**To-do item:**
Would you transcribe all of the data exactly, down to the last character?

**Data records:**
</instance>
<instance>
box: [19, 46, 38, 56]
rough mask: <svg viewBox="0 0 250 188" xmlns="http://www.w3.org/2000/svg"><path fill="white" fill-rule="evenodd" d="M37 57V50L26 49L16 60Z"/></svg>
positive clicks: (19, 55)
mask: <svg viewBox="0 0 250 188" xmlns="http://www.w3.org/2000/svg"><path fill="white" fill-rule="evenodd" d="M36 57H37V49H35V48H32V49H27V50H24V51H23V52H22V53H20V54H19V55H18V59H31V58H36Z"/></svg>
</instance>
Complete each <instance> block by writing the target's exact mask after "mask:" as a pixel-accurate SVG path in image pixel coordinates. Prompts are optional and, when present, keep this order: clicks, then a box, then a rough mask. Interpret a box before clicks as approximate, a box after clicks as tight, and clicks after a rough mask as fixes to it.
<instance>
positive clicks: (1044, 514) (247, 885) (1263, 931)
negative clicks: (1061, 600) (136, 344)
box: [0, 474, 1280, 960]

**Result:**
</instance>
<instance>
box: [19, 46, 38, 56]
rough mask: <svg viewBox="0 0 250 188" xmlns="http://www.w3.org/2000/svg"><path fill="white" fill-rule="evenodd" d="M37 57V50L26 49L16 60Z"/></svg>
positive clicks: (19, 55)
mask: <svg viewBox="0 0 250 188" xmlns="http://www.w3.org/2000/svg"><path fill="white" fill-rule="evenodd" d="M36 57H37V49H35V48H32V49H27V50H24V51H23V52H22V53H20V54H19V55H18V59H31V58H36Z"/></svg>
</instance>
Complete each <instance> block by writing the target's exact mask after "mask:" as a pixel-accurate SVG path in image pixel coordinates. Prompts are optional and, when present, keep this order: clicks, then a box, then a rough mask. Interpret a box before clicks as approximate, a box after clicks as tight, and clicks after a rough mask as fixes to it.
<instance>
positive clicks: (1044, 514) (247, 885) (1263, 931)
negative clicks: (1061, 600) (136, 344)
box: [0, 474, 1280, 960]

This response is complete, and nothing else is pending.